• TASK DIRECTIONS:
The data below is to be retyped exactly, line by line.

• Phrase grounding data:
◇ ◇ ◇

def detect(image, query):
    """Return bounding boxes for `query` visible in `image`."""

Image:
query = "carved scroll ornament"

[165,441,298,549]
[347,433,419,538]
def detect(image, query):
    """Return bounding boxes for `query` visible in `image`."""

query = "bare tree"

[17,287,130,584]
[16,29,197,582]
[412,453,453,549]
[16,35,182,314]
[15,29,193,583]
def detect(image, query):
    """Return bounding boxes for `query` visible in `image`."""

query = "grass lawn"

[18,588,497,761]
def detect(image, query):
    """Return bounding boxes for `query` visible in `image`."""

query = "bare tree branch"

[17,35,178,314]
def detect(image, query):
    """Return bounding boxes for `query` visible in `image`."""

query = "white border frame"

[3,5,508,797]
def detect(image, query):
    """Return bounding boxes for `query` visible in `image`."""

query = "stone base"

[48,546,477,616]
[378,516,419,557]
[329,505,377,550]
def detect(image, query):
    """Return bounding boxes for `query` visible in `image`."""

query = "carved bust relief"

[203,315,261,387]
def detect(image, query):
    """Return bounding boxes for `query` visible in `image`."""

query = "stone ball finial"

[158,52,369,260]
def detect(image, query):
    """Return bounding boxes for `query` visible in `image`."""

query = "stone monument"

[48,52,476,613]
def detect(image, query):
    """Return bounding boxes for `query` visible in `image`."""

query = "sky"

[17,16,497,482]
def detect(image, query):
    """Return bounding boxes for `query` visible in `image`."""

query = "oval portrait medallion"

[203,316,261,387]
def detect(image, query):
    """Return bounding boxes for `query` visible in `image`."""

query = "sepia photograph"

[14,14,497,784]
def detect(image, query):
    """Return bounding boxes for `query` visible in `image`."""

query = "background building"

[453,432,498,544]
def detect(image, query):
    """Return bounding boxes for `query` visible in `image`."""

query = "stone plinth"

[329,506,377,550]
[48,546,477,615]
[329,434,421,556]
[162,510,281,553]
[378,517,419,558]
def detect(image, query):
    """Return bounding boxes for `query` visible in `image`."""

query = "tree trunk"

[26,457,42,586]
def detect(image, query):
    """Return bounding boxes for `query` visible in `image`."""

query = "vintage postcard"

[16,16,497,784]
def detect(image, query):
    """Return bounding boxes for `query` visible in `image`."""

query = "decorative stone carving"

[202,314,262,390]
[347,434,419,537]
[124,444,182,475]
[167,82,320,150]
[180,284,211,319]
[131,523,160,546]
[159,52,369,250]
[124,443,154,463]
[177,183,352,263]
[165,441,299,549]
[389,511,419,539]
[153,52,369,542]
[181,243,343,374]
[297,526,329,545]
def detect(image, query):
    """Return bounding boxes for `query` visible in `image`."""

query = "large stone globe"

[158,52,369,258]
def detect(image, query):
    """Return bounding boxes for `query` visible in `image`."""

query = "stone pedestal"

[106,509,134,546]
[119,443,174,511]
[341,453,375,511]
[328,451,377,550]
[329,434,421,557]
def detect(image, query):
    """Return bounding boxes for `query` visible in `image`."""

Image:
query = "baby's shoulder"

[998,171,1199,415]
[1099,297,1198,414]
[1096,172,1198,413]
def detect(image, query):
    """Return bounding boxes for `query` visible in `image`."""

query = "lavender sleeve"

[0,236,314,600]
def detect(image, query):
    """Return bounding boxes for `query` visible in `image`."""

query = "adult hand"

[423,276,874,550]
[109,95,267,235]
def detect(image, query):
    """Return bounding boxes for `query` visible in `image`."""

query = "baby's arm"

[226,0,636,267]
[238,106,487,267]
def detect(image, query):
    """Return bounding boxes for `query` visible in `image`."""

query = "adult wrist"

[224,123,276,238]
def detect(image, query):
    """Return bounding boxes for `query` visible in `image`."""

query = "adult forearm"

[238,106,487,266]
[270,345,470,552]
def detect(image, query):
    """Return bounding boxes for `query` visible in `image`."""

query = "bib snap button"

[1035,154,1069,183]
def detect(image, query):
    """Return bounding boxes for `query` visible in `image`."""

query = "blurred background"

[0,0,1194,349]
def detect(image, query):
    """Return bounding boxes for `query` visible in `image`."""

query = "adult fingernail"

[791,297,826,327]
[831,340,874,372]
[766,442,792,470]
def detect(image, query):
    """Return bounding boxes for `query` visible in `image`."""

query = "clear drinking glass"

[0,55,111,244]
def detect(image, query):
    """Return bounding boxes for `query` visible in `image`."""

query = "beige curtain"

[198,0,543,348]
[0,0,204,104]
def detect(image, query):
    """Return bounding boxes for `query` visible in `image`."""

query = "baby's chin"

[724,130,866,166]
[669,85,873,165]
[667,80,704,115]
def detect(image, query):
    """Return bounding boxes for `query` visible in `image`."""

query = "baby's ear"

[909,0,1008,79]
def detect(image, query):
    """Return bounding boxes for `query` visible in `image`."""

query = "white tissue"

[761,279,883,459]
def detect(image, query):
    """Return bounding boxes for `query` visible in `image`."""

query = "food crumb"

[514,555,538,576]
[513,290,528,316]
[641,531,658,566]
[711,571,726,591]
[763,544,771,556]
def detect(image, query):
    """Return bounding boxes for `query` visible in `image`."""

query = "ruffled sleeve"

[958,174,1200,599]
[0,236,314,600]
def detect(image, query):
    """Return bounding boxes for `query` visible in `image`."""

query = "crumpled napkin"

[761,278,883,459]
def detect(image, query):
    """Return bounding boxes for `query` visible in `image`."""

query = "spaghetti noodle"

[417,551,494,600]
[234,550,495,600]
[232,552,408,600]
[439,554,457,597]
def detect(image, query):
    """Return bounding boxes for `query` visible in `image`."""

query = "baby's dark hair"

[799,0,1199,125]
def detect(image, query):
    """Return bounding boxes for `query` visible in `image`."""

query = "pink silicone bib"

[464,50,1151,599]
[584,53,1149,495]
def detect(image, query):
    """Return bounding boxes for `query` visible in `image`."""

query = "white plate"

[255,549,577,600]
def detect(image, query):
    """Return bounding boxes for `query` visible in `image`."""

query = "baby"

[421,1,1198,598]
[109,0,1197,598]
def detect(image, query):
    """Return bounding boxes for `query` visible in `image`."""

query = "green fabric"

◇ ◇ ◇

• ANSWER TO THE EXERCISE:
def detect(image, query):
    """Return bounding boxes for `query` visible in `image`."""

Image:
query = "carved scroll ornament"

[165,441,298,549]
[347,433,419,538]
def detect(image, query):
    """Return bounding boxes for `query` visible in `image`."""

query = "bare tree"

[17,287,130,584]
[16,29,197,582]
[412,453,453,549]
[16,35,182,314]
[15,29,193,583]
def detect(image, query):
    """Return bounding boxes for `query` visible in `image`."""

query = "grass lawn"

[18,588,497,761]
def detect(image, query):
    """Return bounding boxes for `query` visible in `image`."""

query = "bare tree branch"

[17,35,178,314]
def detect(image, query):
    """Return bounding boxes for `query` visible in `image`."""

query = "white border frame"

[3,5,508,797]
def detect(image, query):
    """Return bounding boxes for `query` visible in `image`."""

query = "stone base"

[48,546,477,616]
[378,516,419,557]
[329,505,377,550]
def detect(image, query):
    """Return bounding boxes for `query` visible in `image`."""

query = "carved bust relief"

[203,315,261,387]
def detect(image, query):
    """Return bounding boxes for `query` visible in `image`."""

query = "stone ball finial"

[158,52,369,260]
def detect(image, query):
    """Return bounding boxes for `query` visible in `image`."""

query = "stone monument"

[48,52,476,613]
def detect(image, query):
    """Return bounding boxes for `query` visible in `image`."""

query = "sky"

[17,16,497,482]
def detect(image, query):
    """Return bounding boxes for `query` visible in `image`."""

query = "oval portrait medallion"

[203,316,261,387]
def detect(image, query):
    """Return bounding boxes for `query` visible in `image`."""

query = "sepia photograph"

[14,14,497,784]
def detect(image, query):
    """Return bounding boxes for `query` visible in `image`."""

query = "background building"

[453,432,498,544]
def detect(image, query):
    """Return bounding boxes for `query` visible in `image`."""

query = "stone plinth"

[329,506,377,550]
[48,546,477,615]
[329,434,421,556]
[162,510,281,553]
[378,517,419,558]
def detect(image, query):
    """Return bounding boxes for `query` visible in `image`."""

query = "tree trunk"

[26,457,42,586]
def detect(image, query):
    """Return bounding boxes for `query` visible in `image`."""

query = "vintage postcard"

[16,16,497,784]
def detect(image, query):
    """Return bounding boxes for `query` visible in `image`."""

query = "decorative stone carving"

[202,314,262,390]
[347,434,419,537]
[124,444,182,475]
[167,82,320,150]
[180,284,211,319]
[131,523,160,546]
[159,52,369,250]
[124,443,154,463]
[177,183,352,263]
[165,441,299,549]
[389,511,419,539]
[153,52,369,542]
[181,243,343,374]
[297,526,329,545]
def detect(image, query):
    """Return bounding boxes for `query` visible in `image`."""

query = "large stone globe"

[158,52,369,258]
def detect(image, query):
    """Return bounding boxes for `query` visible in `image`."""

query = "stone pedestal"

[106,509,134,546]
[119,443,174,511]
[341,453,375,511]
[328,451,377,550]
[329,434,421,557]
def detect(image, query):
    """Return bounding boxes for `query` visible in `image`."""

Image:
query = "baby's shoulder"

[998,171,1199,415]
[1099,297,1198,414]
[1096,172,1198,413]
def detect(image, query):
    """Return bounding boxes for `query` visible in `image`."""

query = "lavender sleeve"

[0,236,314,600]
def detect(image, query):
    """Return bounding boxes for `query` visible in `image`."""

query = "adult hand"

[423,276,874,550]
[109,95,267,235]
def detect(image, query):
    """Return bounding boxes for `query` visible in `image`."""

query = "baby's arm"

[226,0,636,267]
[238,106,487,267]
def detect(image, query):
    """Return bounding boxes for `query` visible in `image`."""

query = "adult wrist"

[224,123,276,238]
def detect(image, query):
    """Return bounding boxes for `query` visible in `image`."""

query = "adult forearm"

[238,106,487,266]
[270,345,470,552]
def detect(image, query):
    """Return bounding boxes for `query` visible in `image`."""

query = "bib snap button"

[1035,154,1069,183]
def detect(image, query):
    """Return bounding boxes for `query` visible in `image`."""

query = "blurred background"

[0,0,1194,349]
def detect(image, query):
    """Return bounding boxes for `query` visible in `image`."""

query = "adult fingernail"

[791,297,826,327]
[831,340,874,372]
[766,442,792,470]
def detect(image, query):
    """Return bounding boxes for `query` visible in `image`."""

query = "clear drinking glass"

[0,55,111,244]
def detect(image, query):
    """Return bounding boxes for `query` visible in `image`."""

query = "beige curtain"

[198,0,543,348]
[0,0,204,104]
def detect(image, query):
    """Return bounding boxes for `query` visible in `image`."""

query = "baby's chin"

[724,130,866,166]
[669,85,873,165]
[667,80,704,115]
def detect(image, query):
    """Return bounding boxes for `query` visible in `image`."""

query = "baby's ear"

[909,0,1008,79]
def detect(image, query):
    """Return bounding boxes for `query` visible in `image`."""

query = "white tissue"

[761,279,883,459]
def detect(image, query):
    """Return bounding boxes for `query` visible in `image`."""

query = "food crumb"

[514,555,538,576]
[513,290,528,316]
[641,531,658,566]
[711,571,726,591]
[763,544,771,556]
def detect(image, query):
    """Return bounding boxes for `query` visible in `image`."""

query = "ruffled sleeve"

[958,174,1200,599]
[0,236,314,600]
def detect(image, query):
    """Return bounding boxes for `query` visible in `image`."""

query = "crumpled napkin"

[761,278,883,459]
def detect(image, query):
    """Return bounding boxes for `query` visible in `image`."""

query = "spaghetti noodle"

[417,551,494,600]
[234,550,495,600]
[232,552,408,600]
[439,554,457,597]
def detect(image, query):
    """Return bounding boxes for `query` visible in `image`."""

query = "baby's dark hair"

[799,0,1199,125]
def detect(image, query):
    """Return bounding boxes for `query` visible in `image`."""

query = "pink silicone bib"

[464,50,1151,599]
[584,53,1149,495]
def detect(image, query):
    """Return bounding boxes for `query` visible in `image`."""

query = "white plate"

[255,549,577,600]
def detect(image, query):
    """Return bounding boxes for `query` visible in `image`."""

query = "baby"

[421,1,1198,598]
[109,0,1197,598]
def detect(image, query):
    """Return bounding boxes for `query` visible in `image`."""

query = "green fabric"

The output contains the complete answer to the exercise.